→ WORK REQUIRED:
Show each line of the entries below that contains the string "positive", matching case exactly.

→ RECORDS SHOWN:
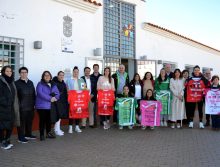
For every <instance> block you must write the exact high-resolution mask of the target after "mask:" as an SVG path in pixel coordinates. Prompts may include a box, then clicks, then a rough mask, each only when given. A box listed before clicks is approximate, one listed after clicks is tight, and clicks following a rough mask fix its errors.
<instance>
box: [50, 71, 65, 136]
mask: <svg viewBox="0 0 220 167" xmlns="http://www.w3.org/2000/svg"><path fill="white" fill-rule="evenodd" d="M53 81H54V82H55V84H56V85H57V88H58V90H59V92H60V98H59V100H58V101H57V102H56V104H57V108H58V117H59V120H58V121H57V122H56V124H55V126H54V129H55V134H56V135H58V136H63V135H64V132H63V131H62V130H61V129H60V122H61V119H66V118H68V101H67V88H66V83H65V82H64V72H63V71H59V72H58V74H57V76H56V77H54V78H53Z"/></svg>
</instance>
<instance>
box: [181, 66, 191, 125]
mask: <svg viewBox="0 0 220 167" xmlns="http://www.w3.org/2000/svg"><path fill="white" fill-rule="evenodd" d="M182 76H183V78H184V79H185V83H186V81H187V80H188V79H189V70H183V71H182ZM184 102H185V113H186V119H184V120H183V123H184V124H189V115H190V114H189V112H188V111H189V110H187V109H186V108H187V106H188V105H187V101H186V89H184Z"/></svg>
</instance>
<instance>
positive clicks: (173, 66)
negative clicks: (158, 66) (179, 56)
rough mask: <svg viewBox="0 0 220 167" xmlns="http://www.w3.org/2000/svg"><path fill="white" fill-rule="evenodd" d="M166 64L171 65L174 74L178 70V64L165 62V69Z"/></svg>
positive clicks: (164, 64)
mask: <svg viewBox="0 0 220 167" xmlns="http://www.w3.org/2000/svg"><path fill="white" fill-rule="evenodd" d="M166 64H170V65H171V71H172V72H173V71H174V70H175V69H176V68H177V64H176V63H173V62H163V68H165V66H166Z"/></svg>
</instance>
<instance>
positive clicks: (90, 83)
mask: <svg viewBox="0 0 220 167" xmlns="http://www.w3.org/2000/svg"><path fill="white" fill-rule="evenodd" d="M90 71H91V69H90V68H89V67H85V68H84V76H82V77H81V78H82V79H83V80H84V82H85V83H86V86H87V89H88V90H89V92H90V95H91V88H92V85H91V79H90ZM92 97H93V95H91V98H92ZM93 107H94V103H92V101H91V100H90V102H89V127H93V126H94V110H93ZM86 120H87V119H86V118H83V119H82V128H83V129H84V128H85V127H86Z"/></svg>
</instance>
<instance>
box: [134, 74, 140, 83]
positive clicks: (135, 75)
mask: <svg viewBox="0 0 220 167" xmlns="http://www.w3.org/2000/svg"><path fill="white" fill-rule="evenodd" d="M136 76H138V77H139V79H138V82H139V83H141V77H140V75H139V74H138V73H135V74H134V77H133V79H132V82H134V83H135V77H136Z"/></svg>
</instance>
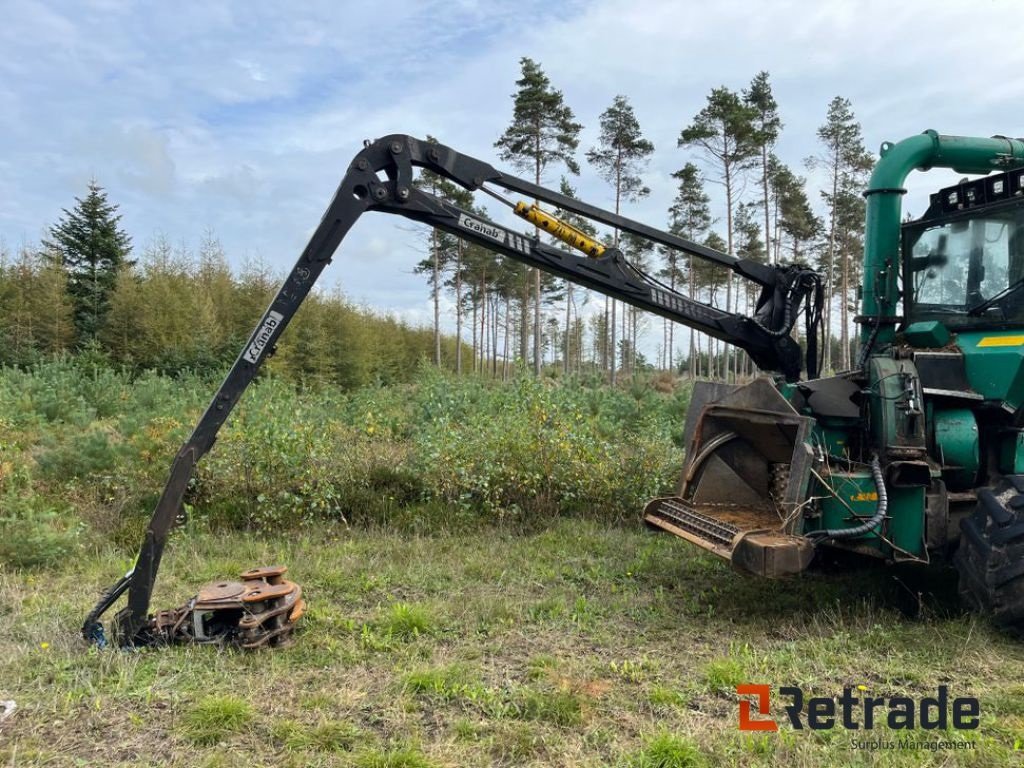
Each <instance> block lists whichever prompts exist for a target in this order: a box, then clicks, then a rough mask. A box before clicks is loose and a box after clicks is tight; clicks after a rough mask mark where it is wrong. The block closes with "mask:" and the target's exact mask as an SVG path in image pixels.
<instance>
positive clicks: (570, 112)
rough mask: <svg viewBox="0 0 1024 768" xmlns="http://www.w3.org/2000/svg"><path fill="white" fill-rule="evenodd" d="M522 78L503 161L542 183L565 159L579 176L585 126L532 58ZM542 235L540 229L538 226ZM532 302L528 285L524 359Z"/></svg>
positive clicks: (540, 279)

→ ANSWER BOX:
positive clicks: (173, 66)
positive clicks: (164, 64)
positive clicks: (90, 83)
positive clicks: (135, 75)
positive clicks: (570, 112)
positive clicks: (540, 279)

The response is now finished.